** begin RECORDS SUPPLIED **

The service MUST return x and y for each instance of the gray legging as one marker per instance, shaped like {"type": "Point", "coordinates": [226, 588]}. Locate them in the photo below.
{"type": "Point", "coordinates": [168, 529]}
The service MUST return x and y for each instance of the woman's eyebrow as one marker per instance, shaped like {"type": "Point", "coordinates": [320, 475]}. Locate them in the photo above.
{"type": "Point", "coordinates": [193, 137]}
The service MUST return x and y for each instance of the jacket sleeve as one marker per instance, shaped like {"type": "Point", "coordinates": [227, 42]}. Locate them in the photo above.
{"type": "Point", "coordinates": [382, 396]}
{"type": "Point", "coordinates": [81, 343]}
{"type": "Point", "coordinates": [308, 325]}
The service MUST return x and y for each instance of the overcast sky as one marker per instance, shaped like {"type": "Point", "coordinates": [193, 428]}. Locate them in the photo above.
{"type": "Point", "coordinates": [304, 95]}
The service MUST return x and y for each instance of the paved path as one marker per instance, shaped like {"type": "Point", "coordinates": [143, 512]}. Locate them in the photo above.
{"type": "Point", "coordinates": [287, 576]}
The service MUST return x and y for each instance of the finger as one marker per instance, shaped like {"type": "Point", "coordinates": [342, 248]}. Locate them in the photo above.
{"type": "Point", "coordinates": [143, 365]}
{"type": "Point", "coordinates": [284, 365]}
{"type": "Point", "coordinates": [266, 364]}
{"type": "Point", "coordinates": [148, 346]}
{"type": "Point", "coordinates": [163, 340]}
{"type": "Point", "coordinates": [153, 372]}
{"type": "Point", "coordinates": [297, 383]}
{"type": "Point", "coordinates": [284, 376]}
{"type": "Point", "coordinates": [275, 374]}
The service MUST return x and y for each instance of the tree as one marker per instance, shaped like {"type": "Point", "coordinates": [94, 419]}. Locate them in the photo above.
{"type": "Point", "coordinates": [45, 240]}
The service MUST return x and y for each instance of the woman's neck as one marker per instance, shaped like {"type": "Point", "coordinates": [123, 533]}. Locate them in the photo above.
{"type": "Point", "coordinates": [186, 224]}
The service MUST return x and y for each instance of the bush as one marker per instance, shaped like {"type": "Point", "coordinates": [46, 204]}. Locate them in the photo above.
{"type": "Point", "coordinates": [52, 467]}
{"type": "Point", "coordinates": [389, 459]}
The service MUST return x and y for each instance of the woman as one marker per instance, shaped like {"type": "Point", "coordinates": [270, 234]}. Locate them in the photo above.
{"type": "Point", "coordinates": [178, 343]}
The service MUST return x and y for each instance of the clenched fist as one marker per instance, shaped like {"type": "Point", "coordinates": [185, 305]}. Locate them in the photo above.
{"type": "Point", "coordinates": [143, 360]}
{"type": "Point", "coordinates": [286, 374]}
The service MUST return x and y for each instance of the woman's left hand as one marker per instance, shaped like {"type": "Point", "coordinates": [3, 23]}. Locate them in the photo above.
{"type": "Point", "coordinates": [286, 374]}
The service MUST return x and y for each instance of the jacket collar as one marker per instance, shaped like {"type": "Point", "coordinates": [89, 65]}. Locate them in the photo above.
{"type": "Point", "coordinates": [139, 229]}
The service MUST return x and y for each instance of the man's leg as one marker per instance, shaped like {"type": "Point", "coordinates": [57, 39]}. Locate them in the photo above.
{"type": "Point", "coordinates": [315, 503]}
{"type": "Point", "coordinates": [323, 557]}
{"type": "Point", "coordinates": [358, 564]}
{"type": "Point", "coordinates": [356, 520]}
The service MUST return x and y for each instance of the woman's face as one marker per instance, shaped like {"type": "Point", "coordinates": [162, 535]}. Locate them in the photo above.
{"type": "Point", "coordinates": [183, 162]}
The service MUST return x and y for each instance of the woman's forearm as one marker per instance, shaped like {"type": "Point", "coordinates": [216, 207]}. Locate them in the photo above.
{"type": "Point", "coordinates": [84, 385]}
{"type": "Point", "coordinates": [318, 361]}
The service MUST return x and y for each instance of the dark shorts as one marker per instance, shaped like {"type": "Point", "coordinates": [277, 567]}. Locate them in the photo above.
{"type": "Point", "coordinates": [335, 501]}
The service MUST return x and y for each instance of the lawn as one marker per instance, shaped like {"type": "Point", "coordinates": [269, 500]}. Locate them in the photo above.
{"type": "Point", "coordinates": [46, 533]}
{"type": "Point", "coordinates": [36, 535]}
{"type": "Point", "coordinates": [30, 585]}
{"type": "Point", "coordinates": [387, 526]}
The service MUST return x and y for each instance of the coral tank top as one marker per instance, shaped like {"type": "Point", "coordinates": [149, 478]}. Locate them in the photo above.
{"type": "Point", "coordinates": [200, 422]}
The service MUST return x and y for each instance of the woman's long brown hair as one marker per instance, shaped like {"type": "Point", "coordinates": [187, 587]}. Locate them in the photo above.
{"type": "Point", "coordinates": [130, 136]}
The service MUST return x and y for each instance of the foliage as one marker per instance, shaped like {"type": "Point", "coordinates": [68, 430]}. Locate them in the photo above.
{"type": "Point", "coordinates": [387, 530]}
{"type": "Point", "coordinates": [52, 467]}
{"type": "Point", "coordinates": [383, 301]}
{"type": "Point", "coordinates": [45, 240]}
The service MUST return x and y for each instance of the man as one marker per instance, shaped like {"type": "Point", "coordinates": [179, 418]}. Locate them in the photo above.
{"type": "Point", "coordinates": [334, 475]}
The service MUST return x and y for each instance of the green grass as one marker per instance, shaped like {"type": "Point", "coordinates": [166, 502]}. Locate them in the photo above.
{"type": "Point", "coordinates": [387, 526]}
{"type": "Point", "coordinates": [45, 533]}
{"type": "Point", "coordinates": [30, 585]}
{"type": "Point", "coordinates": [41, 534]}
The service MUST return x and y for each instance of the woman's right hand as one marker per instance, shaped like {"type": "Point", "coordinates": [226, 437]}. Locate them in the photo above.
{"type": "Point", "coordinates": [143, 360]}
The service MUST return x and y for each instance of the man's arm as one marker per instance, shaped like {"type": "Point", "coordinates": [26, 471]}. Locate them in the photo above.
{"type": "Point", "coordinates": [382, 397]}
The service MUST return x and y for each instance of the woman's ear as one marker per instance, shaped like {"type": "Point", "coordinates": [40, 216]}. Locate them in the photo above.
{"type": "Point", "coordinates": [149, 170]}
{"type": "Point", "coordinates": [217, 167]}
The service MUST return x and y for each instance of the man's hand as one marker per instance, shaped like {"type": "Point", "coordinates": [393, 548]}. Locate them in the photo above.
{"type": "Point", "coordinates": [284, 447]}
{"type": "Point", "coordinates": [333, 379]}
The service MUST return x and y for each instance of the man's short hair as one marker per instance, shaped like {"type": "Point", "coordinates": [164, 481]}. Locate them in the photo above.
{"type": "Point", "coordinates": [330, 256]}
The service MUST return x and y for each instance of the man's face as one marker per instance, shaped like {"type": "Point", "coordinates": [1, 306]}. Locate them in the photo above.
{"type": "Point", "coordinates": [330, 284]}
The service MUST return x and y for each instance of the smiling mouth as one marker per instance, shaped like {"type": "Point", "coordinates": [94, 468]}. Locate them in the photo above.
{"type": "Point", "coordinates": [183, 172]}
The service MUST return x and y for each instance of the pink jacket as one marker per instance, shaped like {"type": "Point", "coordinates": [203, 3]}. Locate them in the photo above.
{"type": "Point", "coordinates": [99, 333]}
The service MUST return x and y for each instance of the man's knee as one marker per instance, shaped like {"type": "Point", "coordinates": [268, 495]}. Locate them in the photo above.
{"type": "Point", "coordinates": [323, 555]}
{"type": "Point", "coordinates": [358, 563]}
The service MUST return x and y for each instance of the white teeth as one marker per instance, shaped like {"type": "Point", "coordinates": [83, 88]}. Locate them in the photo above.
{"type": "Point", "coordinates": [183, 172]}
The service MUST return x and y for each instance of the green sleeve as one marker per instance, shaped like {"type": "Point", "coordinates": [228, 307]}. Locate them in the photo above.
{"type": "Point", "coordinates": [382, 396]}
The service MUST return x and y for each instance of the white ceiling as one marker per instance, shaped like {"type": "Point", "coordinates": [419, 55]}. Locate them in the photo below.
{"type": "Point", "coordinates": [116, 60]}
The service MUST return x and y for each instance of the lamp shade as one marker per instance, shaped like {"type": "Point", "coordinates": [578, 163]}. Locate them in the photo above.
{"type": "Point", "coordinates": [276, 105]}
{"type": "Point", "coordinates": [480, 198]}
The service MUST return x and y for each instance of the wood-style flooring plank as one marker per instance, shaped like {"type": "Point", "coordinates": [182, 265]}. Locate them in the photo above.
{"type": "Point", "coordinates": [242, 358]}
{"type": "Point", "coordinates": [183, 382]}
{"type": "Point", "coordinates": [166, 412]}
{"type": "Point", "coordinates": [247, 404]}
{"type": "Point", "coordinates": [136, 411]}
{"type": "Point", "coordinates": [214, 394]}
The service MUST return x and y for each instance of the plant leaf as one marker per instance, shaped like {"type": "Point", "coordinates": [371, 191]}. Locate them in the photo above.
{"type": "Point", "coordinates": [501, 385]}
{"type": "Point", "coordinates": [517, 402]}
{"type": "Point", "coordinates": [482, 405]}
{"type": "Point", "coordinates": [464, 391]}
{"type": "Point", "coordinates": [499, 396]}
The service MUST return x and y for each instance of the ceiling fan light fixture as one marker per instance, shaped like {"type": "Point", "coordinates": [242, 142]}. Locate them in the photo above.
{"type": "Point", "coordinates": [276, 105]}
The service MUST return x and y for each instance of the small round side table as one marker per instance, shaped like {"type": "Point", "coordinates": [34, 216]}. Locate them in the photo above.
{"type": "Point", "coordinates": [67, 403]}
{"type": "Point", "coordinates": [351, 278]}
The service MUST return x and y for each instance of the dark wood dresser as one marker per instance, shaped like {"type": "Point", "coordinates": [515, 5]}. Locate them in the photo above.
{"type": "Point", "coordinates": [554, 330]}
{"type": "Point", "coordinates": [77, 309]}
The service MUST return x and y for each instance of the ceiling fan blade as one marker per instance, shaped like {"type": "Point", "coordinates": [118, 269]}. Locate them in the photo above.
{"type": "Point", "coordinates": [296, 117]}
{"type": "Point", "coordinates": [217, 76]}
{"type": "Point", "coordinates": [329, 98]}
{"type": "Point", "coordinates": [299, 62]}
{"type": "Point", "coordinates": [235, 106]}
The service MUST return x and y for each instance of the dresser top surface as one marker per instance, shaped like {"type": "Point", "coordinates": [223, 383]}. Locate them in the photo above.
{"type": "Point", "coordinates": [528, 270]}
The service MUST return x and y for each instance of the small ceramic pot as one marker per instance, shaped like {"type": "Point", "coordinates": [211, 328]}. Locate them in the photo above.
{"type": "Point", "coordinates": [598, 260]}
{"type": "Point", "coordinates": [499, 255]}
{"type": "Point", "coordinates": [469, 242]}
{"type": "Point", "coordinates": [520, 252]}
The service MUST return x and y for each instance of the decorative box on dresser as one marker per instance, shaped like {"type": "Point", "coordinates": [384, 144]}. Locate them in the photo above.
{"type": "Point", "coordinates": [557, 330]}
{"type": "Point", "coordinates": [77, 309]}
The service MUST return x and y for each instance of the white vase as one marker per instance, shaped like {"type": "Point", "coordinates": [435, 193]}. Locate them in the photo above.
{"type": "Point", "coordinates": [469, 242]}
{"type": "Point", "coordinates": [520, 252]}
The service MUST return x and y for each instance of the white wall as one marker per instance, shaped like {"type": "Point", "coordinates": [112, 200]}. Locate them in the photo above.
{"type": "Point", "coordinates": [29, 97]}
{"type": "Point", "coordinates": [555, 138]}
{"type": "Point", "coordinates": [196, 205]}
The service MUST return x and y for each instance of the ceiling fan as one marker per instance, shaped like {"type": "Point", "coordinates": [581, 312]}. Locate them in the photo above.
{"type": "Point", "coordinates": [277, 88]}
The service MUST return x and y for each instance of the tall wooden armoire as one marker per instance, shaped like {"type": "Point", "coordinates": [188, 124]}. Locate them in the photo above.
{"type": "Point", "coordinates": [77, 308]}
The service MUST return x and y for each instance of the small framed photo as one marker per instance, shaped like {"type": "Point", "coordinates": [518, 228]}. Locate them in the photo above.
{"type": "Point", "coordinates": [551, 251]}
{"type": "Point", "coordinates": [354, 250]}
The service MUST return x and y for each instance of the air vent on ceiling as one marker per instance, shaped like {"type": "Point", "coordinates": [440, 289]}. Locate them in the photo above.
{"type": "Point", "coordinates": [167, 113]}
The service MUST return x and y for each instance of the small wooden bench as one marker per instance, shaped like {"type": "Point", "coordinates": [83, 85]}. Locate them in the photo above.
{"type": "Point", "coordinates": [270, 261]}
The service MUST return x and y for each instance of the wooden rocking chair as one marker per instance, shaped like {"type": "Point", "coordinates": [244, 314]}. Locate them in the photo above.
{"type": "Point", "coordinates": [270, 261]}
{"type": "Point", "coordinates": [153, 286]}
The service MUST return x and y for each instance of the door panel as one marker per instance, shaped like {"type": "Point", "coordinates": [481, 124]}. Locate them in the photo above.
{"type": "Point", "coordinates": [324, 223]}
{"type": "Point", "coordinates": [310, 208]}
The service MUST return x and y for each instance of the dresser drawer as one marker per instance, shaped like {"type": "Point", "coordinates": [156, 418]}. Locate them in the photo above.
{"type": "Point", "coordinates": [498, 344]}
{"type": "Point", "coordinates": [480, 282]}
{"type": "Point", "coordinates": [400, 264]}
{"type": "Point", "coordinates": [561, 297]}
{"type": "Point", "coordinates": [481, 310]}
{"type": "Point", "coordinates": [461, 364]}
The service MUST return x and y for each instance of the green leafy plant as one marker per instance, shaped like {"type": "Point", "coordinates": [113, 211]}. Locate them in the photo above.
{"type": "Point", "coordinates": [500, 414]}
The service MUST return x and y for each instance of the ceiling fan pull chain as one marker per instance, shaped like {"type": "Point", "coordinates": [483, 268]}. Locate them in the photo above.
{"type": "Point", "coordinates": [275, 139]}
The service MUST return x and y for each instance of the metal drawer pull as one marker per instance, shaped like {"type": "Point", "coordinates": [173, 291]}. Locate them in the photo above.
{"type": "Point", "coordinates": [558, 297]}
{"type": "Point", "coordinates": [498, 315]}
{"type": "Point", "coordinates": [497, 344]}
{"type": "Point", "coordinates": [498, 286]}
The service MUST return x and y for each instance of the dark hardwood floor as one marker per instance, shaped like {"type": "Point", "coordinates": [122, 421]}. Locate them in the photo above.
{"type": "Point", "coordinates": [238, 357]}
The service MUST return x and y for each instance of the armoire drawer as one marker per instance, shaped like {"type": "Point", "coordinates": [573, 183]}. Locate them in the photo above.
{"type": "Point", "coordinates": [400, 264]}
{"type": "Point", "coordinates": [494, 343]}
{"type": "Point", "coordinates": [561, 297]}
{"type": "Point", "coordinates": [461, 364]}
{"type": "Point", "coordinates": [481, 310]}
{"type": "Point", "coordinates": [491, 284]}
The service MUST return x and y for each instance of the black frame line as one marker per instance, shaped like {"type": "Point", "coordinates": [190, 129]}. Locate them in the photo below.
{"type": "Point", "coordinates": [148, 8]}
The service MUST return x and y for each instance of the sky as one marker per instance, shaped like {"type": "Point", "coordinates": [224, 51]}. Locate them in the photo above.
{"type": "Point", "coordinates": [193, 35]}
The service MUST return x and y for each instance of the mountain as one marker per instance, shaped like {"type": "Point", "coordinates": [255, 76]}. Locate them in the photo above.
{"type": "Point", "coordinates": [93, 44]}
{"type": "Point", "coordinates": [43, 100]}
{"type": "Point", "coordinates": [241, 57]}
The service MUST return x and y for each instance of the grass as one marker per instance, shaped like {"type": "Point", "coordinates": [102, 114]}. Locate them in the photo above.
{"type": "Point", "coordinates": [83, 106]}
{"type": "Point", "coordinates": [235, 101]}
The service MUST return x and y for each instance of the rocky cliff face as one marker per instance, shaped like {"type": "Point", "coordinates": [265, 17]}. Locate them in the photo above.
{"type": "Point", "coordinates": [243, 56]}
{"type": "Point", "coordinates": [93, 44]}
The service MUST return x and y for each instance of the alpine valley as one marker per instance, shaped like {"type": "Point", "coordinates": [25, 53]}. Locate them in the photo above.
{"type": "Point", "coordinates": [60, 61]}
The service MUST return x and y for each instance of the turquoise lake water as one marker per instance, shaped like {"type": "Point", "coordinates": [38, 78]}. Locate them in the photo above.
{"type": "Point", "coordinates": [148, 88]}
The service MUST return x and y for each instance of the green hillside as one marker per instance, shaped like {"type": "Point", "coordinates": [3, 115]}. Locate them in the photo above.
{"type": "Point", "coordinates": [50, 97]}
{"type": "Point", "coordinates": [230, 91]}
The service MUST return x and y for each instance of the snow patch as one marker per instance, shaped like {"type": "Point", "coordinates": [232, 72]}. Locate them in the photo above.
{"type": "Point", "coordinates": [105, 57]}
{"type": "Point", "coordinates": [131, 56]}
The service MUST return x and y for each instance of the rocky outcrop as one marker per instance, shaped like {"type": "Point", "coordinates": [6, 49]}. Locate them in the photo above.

** end RECORDS SUPPLIED **

SHORT EXERCISE | Give back the lines of the listing from the one with "of the alpine" through the end, both included, exactly as written and with nothing added.

ANSWER FOR THE TASK |
The service MUST return x and y for each instance of the alpine valley as one marker per instance, shaped like {"type": "Point", "coordinates": [25, 53]}. Locate them in the photo above.
{"type": "Point", "coordinates": [60, 61]}
The service MUST return x and y for each instance of the turquoise lake water as one marker per instance, shaped like {"type": "Point", "coordinates": [38, 78]}. Locate them in the photo above.
{"type": "Point", "coordinates": [148, 88]}
The service MUST return x and y for each instance of the green hillside as one marker per instance, shaped like {"type": "Point", "coordinates": [3, 115]}. Locate them in the photo above.
{"type": "Point", "coordinates": [50, 97]}
{"type": "Point", "coordinates": [230, 91]}
The service MUST return x and y for each instance of the snow patch as one marker per instance, shaped like {"type": "Point", "coordinates": [232, 72]}. Locate them in the photo above.
{"type": "Point", "coordinates": [105, 57]}
{"type": "Point", "coordinates": [131, 56]}
The service MUST return x and y for each instance of the rocky outcrop as one marker per instance, shaped like {"type": "Point", "coordinates": [6, 49]}. Locate them in the photo above.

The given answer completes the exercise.